→ Goal of the exercise: Each entry below must be given again word for word, with no pictures.

=== Listed records ===

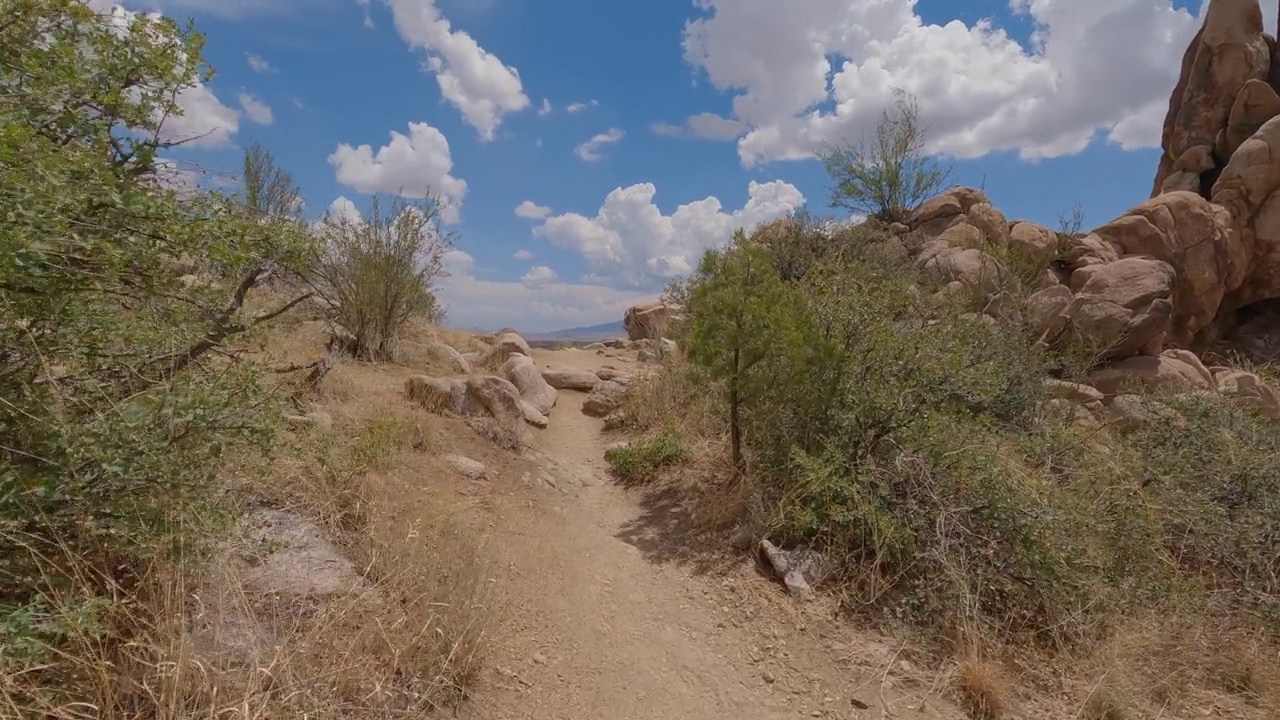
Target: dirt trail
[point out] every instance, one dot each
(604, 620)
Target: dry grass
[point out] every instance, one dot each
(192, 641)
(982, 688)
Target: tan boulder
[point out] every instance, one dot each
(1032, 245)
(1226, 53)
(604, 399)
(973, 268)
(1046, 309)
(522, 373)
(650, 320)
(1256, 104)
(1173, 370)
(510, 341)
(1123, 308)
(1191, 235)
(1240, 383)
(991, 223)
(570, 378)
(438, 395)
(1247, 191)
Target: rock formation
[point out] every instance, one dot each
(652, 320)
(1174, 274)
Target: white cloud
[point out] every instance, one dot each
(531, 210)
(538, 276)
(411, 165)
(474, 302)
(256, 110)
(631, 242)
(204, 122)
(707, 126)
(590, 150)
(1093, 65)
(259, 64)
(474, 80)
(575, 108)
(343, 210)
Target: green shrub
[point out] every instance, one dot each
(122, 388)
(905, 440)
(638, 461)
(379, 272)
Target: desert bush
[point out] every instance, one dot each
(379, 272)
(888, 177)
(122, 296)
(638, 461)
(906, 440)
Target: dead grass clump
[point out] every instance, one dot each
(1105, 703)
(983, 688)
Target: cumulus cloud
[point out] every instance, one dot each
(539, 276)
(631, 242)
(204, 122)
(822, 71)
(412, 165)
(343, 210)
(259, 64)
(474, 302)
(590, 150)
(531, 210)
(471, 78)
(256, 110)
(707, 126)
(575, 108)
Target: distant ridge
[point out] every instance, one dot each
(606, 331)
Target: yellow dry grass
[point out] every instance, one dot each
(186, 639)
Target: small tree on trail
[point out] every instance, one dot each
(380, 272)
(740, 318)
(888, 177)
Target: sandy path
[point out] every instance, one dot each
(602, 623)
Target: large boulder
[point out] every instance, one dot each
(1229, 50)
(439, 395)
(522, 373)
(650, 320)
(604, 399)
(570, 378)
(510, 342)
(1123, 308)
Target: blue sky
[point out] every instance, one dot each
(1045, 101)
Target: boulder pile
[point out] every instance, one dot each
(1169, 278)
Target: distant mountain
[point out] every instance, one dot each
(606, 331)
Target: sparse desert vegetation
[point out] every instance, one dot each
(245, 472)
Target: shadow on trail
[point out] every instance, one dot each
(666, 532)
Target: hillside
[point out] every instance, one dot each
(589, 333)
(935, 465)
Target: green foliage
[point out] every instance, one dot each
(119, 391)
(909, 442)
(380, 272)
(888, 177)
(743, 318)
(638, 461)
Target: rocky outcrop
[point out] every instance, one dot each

===

→ Written solution:
Target: dirt trail
[point out] every instance, one dot each
(604, 620)
Target: dry grass
[point out] every instance, one dot each
(192, 641)
(982, 688)
Target: tan boulder
[point out] every instance, one dot each
(1032, 245)
(1226, 53)
(604, 399)
(973, 268)
(1046, 309)
(522, 373)
(650, 320)
(1256, 104)
(1173, 370)
(510, 341)
(1123, 308)
(1191, 235)
(1240, 383)
(991, 223)
(570, 378)
(438, 395)
(1247, 191)
Target: rock formation
[point out] every instance, one dot each
(652, 320)
(1174, 274)
Target: white cloud
[point out] every instance, one dot each
(531, 210)
(538, 276)
(411, 165)
(474, 302)
(256, 110)
(631, 242)
(204, 122)
(707, 126)
(590, 150)
(1093, 65)
(259, 64)
(474, 80)
(575, 108)
(343, 210)
Target: green shrub
[point out] every instance, one dot each
(122, 388)
(905, 440)
(638, 461)
(379, 272)
Target: desert bush
[point out] every instance, one dot each
(379, 272)
(888, 177)
(122, 296)
(638, 461)
(906, 440)
Target: dead grass clump
[point out] every instance, one dot each
(1105, 703)
(983, 688)
Target: cumulus cloud
[point out] every instance, one dot each
(539, 276)
(631, 242)
(204, 122)
(822, 71)
(412, 165)
(343, 210)
(259, 64)
(474, 302)
(590, 150)
(531, 210)
(471, 78)
(256, 110)
(707, 126)
(575, 108)
Target: distant ridge
[point out] every instance, one dot each
(606, 331)
Target: yellow dry grass
[point out] every instance, one dot each
(186, 639)
Target: small tree on trail
[point out] every instance, one dot each
(380, 272)
(740, 318)
(888, 177)
Target: sandy path
[point out] every instance, one dot each
(602, 623)
Target: large boulder
[point out] every instance, one dot each
(1229, 50)
(439, 395)
(522, 373)
(650, 320)
(604, 399)
(570, 378)
(510, 342)
(1123, 308)
Target: blue sky
[point out] every instance, one dot each
(1045, 101)
Target: boulder pile
[point out] every instance, one dot each
(1169, 278)
Target: distant mountain
[point out] every instance, one dot each
(606, 331)
Target: sparse desert vegetation
[point out] every instance, one dot each
(245, 472)
Target: shadow on trail
[point out] every instance, one dot each
(666, 532)
Target: hillside
[point out] every instance, one dot each
(589, 333)
(935, 465)
Target: green foliage
[point out] every instance, one dot each
(119, 391)
(909, 442)
(380, 272)
(888, 177)
(743, 318)
(638, 461)
Target: rocky outcrop
[point out] every instance, one dot each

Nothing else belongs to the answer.